EXERCISE TEXT:
3. Biosecurity measures
Biosecurity measures consist of both external and internal biosecurity. External biosecurity measures should omit new pathogens from entering the farm through limited visitor entrance, clear separation between dirty (external) and clean (internal) paths within the farm premises and good quarantine facilities for introduction of new animals. Internal biosecurity measures are predominantly intended to prevent pathogens present in one section of the farm (eg. fattening) to further spread through other sections. This can be obtained through clear separation of internal sections based on animal categories with changing facilities for coveralls, boots and hand hygiene in-between. No sharing of materials and no trespassing of personnel without the necessary precautions from one section to the other should be permitted, even during weekends when time pressure might be higher on the limited number of personnel present on the farm.2

4. Antimicrobial treatment protocol
When all preceding elements have been set in place and checked for functionality, the farm should be ready for the most important and final phase in eradication of B. hyodysenteriae: treatment with an antimicrobial with proven efficacy towards the farm-specific strain. Pleuromutilins (tiamulin/valnemulin) have been shown to be the preferred antimicrobials for eradication. The protocol consists of a prolonged antimicrobial treatment (20-28 days) combined with sanitation of sows and premises from 10 days’ treatment onwards. Following 10 days of treatment, animals are considered free of B. hyodysenteriae and will, therefore, not be shedding anymore. This should be the correct time point to start decontamination of the environment. Following the decontamination phase, animals should be treated for another seven days before the treatment is discontinued.2 

Depending on the farm structure and the presence of difference age categories, different eradication options are possible (see Table 1).

Total farm treatment
Most suitable option for wean-to-finish herds with an inadequate farm structure related to internal biosecurity. All animals present on-farm should be exposed to antimicrobial treatment. This approach is quite expensive and only performed in smaller and older farms that are unsuitable to one of the next options.

Sow treatment with increased internal biosecurity
Most suitable option for farms with good possibilities to upgrade internal biosecurity in order to separate B. hyodysenteriae-negative treated animals from animals that still remain infected. This approach can save in treatment costs and only considers piglets born from an entirely treated sow as negative to the pathogen. A prerequisite to success in this protocol is the perfect separation of both animal categories for the time being, since negative piglets will be moved through the farm and might be re-infected in case of small biosecurity breaches.

Full depopulation/repopulation
Most suitable option for fattening units, where all-in/all-out can be performed per building or for the entire farm before restocking the farm with B. hyodysenteriae-negative animals. Before restocking, the crucial steps in cleaning and disinfection also have to be taken.

SOURCE MATERIAL:

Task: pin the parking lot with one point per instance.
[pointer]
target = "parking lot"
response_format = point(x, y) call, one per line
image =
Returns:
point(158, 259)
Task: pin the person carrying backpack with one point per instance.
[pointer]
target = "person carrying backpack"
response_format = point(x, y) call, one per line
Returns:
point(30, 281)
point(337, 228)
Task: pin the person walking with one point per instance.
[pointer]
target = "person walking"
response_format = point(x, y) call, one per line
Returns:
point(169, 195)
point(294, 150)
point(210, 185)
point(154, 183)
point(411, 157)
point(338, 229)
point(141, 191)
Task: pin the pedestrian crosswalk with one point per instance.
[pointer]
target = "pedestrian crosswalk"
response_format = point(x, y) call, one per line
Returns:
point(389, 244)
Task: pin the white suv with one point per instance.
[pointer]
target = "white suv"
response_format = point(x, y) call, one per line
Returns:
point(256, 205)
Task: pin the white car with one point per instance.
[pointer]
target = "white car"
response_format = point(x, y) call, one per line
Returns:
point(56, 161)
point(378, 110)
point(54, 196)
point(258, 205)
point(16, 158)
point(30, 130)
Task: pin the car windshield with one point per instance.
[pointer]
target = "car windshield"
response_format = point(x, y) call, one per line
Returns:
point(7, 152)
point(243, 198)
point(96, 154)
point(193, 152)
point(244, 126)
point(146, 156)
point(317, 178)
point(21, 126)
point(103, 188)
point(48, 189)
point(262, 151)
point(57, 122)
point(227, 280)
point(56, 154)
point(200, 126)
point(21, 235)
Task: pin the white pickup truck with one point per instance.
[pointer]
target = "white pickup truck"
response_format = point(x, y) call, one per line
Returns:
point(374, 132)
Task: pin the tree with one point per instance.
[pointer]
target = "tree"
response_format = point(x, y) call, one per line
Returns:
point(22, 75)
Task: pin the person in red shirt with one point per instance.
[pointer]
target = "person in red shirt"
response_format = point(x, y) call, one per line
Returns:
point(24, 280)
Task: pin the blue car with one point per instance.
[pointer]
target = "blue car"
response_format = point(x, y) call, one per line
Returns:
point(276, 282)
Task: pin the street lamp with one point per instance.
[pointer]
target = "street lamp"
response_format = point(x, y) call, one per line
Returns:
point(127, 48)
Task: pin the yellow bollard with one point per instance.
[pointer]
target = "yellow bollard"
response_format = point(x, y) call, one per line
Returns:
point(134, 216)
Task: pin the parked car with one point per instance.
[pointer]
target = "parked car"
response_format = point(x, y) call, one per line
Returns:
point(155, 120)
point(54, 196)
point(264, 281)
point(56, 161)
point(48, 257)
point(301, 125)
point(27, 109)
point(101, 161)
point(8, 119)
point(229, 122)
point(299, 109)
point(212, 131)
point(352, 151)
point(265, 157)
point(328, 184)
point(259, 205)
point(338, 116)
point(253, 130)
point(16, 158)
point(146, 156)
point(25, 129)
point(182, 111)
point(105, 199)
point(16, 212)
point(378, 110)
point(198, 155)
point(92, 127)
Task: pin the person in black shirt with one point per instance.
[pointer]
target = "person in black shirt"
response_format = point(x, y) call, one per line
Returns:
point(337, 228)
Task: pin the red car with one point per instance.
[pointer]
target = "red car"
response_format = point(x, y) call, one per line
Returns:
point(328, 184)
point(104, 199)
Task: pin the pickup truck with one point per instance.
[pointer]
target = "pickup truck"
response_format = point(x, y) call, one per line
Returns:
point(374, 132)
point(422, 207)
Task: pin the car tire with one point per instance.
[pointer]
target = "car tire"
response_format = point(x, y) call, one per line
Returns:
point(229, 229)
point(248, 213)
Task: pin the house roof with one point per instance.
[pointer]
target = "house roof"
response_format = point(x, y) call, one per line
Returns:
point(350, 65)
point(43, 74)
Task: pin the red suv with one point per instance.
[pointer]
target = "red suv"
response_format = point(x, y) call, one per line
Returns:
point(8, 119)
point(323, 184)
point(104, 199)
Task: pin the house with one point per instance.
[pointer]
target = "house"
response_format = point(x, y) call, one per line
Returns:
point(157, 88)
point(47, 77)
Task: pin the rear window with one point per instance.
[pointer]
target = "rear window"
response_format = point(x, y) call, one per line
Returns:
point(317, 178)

WORK REQUEST A:
Condense the paragraph in the text on B. hyodysenteriae eradication that starts "Most suitable option for wean-to-finish herds" into a short bulleted list that keeps its main facts.
WORK REQUEST B:
From the text on B. hyodysenteriae eradication, return word for word the part that opens with the words containing "Depending on the" and closes with "the next options.".

ANSWER SPACE A:
- Best suited to wean-to-finish herds whose farm structure is inadequate for internal biosecurity.
- Every animal on the farm receives antimicrobial treatment.
- The approach is quite expensive.
- It is used only on smaller, older farms that are unsuitable for the other options.

ANSWER SPACE B:
Depending on the farm structure and the presence of difference age categories, different eradication options are possible (see Table 1).

Total farm treatment
Most suitable option for wean-to-finish herds with an inadequate farm structure related to internal biosecurity. All animals present on-farm should be exposed to antimicrobial treatment. This approach is quite expensive and only performed in smaller and older farms that are unsuitable to one of the next options.